The authors sought to identify diagnostic risk factors of manic, mixed, or hypomanic episodes in the offspring of parents with bipolar disorder. High-risk offspring 6-18 years old (N=391) and demographically matched offspring (N=248) of community parents without bipolar disorder were assessed longitudinally with standardized diagnostic instruments by staff blind to parental diagnoses. Follow-up assessments were completed in 91% of the offspring (mean follow-up interval, 2.5 years; mean follow-up duration, 6.8 years).

→ **WORK INSTRUCTION**
Output the passage from the study abstract between "The authors sought" and "duration, 6.8 years).", inclusive. Rely only on the text above.

→ **DATA FOR ANALYSIS**
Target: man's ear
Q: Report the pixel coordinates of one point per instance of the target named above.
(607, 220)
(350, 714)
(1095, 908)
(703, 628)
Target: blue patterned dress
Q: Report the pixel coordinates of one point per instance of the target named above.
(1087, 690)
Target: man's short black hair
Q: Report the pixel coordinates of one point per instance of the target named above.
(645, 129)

* * *

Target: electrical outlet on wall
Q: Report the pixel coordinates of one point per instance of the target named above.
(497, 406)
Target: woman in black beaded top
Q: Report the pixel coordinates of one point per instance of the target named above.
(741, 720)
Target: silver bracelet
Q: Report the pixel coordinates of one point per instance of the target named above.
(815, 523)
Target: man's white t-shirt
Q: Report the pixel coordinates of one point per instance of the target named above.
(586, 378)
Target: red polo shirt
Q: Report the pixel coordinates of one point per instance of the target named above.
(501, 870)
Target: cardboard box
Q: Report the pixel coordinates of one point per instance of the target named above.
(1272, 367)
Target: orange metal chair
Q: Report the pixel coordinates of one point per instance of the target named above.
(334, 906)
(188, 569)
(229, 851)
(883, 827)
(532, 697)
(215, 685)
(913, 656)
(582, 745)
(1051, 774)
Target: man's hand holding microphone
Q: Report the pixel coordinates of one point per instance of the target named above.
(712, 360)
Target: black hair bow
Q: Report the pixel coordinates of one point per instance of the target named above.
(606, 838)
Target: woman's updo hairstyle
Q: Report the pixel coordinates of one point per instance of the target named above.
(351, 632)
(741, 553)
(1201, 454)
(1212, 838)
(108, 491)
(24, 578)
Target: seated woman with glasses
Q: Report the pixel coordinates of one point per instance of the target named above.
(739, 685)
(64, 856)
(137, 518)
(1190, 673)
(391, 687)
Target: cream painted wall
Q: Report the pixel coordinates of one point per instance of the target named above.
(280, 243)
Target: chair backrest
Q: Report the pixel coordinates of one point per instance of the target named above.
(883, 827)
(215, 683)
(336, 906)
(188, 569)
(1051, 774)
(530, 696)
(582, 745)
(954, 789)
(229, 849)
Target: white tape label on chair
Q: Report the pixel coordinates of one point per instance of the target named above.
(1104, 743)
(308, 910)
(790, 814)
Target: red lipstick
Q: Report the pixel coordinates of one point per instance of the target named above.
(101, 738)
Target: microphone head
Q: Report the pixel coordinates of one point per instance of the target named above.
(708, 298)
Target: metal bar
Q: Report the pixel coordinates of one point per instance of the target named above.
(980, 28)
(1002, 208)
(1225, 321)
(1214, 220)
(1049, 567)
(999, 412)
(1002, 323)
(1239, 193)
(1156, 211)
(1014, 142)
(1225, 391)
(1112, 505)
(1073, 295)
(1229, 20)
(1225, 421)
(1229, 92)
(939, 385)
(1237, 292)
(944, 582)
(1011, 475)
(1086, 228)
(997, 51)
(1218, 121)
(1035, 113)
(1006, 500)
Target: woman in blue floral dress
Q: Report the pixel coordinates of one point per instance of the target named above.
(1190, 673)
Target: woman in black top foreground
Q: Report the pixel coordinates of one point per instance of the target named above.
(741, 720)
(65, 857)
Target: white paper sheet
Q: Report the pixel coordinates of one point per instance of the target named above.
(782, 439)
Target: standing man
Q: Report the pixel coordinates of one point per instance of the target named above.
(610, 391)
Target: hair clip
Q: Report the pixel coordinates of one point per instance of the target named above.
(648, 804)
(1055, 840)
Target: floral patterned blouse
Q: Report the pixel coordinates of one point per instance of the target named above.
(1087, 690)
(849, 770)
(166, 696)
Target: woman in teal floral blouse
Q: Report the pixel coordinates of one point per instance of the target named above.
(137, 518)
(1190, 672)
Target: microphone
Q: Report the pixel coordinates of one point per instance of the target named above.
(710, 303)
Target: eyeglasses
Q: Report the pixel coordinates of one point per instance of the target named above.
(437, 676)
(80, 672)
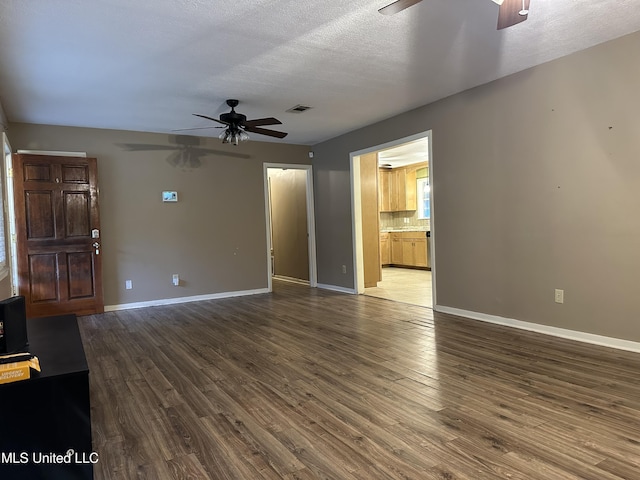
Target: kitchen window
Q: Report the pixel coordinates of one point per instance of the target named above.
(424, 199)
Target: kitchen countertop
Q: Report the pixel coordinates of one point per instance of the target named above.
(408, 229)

→ **EXERCISE RESULT**
The authors sought to identify diagnostic risk factors of manic, mixed, or hypomanic episodes in the offspring of parents with bipolar disorder. High-risk offspring 6-18 years old (N=391) and demographically matched offspring (N=248) of community parents without bipolar disorder were assessed longitudinally with standardized diagnostic instruments by staff blind to parental diagnoses. Follow-up assessments were completed in 91% of the offspring (mean follow-up interval, 2.5 years; mean follow-up duration, 6.8 years).